With a rusted fragment of the World Trade Center beside them, Belleville leaders marked the 12th anniversary of the terror attacks that killed more than 3,000 Americans.
About 150 people attended the second annual 9-11 Moment of Remembrance Wednesday at the Belleville fire administrative offices and Firehouse No. 4 on South Illinois Street at Illinois 15. Belleville firefighters and police officers were joined by other local emergency responders and residents.
Sharon Strausbaugh, vice chairperson of the committee for the September 11th Memorial Walkway of Southern Illinois, said next year will be even better, with the memorial expected to be completed on the fire department grounds.
"Next year we have a big ceremony planned with bagpipes and special guest speakers. We will actually be able to dedicate this wonderful memorial to the victims and survivors," she said.
The memorial is expected to be the largest outside of New York City.
"Plans are to break ground this spring and dedicate the memorial on Sept. 11, 2014. We need an additional $50,000 before we can break ground. After that we have many in-kind donations, contributions of labor and materials," Strausbaugh said. "We are ready to go, just need the last $50,000 to be able to break ground and finally get this project going, where people will see progress as they drive by."

__Exercises to complete__.
a - Translate this sentence from the Belleville remembrance article into Spanish: "The memorial is expected to be the largest outside of New York City."
b - Carry on the Belleville remembrance article from its final sentence.

Dataset entries:

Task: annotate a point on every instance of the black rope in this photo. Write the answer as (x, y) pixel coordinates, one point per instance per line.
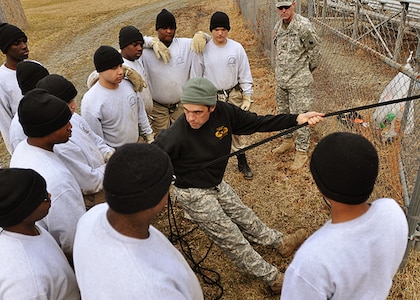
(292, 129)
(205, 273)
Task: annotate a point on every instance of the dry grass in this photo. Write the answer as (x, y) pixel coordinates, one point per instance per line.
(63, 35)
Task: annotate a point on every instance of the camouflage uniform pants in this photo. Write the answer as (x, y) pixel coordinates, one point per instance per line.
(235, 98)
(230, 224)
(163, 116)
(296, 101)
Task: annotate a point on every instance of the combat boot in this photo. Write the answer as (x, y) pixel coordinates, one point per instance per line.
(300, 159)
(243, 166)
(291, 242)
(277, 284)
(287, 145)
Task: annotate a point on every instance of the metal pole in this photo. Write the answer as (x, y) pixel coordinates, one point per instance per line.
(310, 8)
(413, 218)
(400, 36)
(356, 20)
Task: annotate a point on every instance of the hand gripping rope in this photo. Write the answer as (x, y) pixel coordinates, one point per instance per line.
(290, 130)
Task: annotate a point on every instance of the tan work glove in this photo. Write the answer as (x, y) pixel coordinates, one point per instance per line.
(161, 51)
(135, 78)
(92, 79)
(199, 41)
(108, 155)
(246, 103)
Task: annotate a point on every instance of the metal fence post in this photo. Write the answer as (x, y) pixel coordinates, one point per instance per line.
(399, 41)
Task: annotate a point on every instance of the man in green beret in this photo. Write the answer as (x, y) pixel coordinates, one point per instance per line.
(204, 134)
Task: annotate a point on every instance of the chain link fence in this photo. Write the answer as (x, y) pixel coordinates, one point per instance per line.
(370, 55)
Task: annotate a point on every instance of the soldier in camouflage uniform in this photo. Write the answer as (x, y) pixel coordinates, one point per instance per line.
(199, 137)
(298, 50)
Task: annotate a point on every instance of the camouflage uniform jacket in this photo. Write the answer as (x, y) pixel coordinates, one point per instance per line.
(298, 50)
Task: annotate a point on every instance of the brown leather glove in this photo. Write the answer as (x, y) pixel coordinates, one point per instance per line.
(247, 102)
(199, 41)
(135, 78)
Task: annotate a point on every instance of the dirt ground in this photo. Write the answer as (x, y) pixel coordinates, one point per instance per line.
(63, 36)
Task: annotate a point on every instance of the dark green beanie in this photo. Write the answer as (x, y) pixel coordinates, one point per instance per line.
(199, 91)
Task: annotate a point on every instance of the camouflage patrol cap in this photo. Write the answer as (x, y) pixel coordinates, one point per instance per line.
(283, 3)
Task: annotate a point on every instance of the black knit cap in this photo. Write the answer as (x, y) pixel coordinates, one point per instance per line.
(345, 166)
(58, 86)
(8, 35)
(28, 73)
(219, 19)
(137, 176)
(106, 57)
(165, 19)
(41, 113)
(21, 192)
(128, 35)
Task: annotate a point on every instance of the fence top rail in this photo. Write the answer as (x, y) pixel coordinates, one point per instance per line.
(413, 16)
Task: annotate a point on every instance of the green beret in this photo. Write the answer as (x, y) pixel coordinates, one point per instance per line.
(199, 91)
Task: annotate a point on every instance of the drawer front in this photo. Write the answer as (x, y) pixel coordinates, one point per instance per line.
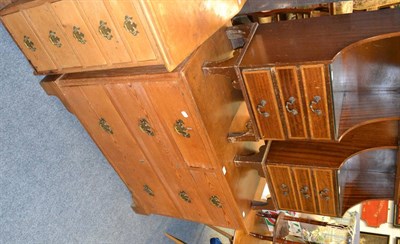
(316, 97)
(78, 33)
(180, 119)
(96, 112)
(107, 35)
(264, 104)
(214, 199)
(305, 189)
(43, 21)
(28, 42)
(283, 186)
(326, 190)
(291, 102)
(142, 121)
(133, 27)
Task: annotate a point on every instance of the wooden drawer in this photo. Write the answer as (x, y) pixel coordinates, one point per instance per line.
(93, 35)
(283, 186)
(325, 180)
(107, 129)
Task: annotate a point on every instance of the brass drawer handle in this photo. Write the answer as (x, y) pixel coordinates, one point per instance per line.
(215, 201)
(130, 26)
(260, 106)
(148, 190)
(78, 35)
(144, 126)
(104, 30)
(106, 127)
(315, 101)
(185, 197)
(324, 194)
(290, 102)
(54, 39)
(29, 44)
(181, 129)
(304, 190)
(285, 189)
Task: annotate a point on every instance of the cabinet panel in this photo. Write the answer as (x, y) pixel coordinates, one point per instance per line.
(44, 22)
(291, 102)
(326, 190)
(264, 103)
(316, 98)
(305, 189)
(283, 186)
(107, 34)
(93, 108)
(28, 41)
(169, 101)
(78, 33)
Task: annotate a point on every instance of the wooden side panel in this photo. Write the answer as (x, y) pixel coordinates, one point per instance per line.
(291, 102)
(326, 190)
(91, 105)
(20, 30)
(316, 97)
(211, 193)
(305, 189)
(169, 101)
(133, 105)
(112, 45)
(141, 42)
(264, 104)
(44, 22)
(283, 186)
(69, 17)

...

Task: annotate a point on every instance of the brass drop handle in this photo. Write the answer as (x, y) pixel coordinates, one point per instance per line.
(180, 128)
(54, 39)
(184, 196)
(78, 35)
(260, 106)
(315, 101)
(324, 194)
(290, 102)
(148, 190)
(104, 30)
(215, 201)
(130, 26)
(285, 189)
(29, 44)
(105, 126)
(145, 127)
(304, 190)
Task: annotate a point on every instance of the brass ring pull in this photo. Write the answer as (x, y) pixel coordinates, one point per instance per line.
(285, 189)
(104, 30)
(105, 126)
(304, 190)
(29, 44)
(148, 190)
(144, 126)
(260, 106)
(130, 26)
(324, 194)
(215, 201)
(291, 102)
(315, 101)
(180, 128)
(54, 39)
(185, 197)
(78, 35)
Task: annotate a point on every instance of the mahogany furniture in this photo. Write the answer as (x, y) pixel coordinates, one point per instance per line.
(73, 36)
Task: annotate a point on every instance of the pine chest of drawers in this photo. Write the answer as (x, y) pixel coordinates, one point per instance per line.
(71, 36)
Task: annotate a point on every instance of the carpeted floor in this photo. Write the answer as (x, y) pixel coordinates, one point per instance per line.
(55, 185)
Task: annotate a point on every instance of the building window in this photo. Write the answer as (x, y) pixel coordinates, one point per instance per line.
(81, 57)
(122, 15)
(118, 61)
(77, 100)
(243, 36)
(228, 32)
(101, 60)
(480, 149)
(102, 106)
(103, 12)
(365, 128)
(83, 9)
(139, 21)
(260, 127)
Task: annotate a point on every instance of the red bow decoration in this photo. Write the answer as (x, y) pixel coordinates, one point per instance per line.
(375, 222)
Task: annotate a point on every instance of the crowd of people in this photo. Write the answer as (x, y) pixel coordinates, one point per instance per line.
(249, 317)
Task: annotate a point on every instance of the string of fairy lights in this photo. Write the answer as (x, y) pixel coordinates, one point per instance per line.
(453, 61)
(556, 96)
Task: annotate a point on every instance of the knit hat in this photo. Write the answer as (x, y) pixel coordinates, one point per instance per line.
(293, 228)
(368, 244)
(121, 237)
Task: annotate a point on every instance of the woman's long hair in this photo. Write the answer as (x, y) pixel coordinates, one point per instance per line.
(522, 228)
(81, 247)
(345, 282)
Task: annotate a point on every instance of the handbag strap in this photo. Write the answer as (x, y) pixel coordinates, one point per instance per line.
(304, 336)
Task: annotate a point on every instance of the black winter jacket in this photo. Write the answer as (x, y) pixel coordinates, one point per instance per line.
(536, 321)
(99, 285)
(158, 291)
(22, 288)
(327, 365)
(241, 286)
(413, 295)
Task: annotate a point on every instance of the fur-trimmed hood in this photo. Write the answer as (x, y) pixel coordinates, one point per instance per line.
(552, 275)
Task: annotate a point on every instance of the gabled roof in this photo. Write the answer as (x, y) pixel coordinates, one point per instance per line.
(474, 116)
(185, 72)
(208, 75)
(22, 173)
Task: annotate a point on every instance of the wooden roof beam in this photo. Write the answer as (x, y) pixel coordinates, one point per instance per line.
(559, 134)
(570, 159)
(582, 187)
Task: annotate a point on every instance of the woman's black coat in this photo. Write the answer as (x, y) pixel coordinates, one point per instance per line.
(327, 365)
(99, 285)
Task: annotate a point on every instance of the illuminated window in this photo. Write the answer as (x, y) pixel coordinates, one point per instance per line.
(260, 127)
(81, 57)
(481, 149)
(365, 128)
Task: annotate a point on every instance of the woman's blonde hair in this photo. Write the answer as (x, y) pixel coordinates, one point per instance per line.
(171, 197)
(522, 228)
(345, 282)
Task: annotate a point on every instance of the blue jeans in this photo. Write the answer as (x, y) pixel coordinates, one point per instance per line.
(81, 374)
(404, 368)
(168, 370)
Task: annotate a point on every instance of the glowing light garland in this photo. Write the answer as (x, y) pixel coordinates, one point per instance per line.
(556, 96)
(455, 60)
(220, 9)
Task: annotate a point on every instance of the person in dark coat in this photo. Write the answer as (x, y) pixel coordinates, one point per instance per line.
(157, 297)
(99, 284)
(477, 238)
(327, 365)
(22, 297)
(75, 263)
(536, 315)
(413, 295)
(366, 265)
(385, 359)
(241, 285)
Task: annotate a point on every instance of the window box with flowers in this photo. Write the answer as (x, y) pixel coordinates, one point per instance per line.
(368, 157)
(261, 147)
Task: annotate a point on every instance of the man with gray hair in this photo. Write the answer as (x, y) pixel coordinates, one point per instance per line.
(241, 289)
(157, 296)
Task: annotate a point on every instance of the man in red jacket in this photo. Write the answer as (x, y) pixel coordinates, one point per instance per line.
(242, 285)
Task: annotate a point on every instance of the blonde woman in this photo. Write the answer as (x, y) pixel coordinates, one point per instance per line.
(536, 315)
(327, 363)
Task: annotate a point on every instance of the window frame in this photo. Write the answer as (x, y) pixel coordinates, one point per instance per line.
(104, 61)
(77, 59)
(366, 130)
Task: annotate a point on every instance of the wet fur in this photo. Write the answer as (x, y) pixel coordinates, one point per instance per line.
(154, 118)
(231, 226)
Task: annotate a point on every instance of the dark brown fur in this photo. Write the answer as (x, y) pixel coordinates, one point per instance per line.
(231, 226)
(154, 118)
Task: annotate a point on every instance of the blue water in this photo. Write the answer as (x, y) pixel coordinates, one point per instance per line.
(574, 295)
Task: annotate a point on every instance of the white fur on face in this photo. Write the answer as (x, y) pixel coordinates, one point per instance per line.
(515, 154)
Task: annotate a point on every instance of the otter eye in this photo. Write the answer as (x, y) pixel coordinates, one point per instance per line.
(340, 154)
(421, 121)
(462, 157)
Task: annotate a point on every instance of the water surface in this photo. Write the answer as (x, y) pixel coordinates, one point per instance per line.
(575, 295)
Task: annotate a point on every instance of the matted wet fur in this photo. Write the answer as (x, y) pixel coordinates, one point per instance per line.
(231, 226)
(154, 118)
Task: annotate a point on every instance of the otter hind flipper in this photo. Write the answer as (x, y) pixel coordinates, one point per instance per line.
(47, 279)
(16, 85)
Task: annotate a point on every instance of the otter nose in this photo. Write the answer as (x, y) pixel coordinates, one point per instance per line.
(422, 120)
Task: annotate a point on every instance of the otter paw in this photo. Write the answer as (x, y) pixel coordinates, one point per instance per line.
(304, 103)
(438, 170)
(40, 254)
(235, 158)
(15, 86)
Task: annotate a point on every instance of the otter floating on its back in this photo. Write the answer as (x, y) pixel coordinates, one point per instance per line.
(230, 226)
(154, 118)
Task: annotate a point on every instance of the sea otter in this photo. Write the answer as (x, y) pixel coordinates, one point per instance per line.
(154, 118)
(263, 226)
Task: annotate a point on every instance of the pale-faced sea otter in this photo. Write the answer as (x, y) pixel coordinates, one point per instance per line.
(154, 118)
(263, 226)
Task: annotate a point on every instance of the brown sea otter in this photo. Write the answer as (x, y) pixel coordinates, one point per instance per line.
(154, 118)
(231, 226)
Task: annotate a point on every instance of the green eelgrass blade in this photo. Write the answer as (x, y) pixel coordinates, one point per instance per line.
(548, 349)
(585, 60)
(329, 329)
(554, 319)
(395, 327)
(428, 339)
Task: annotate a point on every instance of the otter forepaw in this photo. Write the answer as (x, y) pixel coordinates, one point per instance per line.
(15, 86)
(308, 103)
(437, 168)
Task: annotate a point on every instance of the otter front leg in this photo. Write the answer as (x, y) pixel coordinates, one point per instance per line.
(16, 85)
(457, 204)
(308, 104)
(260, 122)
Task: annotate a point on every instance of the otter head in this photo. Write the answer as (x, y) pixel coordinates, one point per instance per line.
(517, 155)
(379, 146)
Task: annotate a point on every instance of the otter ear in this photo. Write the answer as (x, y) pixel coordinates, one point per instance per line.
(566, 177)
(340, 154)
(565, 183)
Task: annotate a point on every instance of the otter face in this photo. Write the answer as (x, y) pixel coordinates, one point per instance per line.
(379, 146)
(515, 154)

...

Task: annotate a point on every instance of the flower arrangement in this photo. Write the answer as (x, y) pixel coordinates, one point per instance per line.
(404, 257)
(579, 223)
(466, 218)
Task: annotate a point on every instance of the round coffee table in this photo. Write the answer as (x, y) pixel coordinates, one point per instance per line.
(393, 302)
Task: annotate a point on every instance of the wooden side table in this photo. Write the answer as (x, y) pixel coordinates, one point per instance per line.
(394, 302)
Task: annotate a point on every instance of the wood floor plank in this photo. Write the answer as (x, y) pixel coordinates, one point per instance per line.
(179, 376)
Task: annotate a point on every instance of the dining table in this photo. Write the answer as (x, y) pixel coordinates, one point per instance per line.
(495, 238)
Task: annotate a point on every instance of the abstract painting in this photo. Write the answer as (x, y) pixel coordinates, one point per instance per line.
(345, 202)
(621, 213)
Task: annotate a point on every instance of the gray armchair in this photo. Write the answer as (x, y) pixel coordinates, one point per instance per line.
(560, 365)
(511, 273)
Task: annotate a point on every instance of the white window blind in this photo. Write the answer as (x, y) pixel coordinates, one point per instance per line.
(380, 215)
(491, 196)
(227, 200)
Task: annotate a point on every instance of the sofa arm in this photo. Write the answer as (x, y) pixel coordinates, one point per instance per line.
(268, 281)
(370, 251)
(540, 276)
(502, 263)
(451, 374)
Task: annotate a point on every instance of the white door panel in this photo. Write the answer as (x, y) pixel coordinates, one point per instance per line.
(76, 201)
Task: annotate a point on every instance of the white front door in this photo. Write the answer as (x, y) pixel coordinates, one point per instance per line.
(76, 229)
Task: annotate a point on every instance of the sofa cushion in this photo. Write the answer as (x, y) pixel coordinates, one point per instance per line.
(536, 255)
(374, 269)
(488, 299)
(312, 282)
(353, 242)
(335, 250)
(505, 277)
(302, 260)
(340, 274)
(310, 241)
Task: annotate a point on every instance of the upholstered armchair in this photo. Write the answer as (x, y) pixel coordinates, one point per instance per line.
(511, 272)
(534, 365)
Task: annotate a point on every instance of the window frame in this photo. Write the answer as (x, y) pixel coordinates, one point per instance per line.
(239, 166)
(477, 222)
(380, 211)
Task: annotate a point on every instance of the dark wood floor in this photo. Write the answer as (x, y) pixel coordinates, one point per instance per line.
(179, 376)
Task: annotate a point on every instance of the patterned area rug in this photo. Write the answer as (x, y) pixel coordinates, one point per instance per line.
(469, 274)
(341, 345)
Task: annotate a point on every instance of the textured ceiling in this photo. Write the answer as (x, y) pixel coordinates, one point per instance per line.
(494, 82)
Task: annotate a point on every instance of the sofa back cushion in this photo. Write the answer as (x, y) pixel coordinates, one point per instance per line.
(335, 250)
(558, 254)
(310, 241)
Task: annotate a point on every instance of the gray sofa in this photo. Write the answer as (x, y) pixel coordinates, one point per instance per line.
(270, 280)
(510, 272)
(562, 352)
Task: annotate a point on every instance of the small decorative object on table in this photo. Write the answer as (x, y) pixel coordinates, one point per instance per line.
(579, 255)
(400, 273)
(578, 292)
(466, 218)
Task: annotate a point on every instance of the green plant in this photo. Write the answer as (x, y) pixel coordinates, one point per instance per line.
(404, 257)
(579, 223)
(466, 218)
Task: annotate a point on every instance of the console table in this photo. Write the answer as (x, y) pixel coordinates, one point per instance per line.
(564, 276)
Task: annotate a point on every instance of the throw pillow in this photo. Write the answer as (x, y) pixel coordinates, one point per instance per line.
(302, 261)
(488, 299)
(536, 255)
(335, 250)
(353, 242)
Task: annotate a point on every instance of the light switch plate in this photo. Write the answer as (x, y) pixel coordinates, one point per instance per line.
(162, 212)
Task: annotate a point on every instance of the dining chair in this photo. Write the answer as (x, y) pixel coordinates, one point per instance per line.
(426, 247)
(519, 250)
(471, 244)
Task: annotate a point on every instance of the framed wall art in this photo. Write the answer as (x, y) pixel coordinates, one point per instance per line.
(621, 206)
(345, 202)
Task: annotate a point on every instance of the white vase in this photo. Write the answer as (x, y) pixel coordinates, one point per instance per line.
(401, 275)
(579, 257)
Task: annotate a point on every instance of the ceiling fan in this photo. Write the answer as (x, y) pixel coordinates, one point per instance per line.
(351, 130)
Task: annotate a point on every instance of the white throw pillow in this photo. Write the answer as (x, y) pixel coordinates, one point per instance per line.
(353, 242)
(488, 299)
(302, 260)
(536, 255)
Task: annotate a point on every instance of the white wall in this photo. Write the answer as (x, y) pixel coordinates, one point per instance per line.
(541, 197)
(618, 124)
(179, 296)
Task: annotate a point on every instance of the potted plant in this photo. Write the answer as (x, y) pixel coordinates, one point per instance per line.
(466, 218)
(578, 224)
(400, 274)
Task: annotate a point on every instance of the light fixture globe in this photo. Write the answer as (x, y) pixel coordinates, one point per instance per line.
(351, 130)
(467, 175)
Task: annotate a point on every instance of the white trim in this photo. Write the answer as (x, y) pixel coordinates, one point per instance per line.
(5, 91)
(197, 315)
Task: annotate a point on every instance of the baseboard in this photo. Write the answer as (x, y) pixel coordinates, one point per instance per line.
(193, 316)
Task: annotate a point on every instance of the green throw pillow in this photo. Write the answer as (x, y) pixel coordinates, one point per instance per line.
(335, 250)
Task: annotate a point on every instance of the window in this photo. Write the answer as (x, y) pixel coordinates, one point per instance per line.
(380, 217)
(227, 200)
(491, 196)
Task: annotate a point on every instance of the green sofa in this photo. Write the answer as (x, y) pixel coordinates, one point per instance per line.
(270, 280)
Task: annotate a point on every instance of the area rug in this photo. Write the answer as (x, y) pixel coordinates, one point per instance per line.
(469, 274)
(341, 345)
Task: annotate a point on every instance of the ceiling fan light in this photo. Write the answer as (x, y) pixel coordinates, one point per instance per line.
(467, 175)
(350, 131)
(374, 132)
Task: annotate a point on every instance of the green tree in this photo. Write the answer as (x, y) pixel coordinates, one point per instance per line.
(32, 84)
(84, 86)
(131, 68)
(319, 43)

__Written responses__.
a - Se espera que el monumento sea el más grande fuera de la ciudad de Nueva York.

b -
Belleville Mayor Mark Eckert was joined late Wednesday morning by Fire Chief Scott Lanxon, Police Chief Bill Clay and guest speaker the Rev. Edward Weston, of Union United Methodist Church in Belleville. They recalled those who died, including honoring the first responders who evacuated much of the Twin Towers before they crumbled when terrorists rammed jetliners into them, the Pentagon and failed to strike a third target when passengers took back United Flight 93 and crashed near Shanksville, Pa.
Belleville obtained a 7,100-pound steel beam from the World Trade Center and is raising money for the memorial walkway to display it.
Other observances on Wednesday included an observance at Southwestern Illinois College, volunteers in Mascoutah making crafts for first responders and veterans in hospitals, as well as first responders hiking up the stairs at Cahokia Mounds to remember their comrades who climbed the Twin Towers on a rescue mission from which they never returned.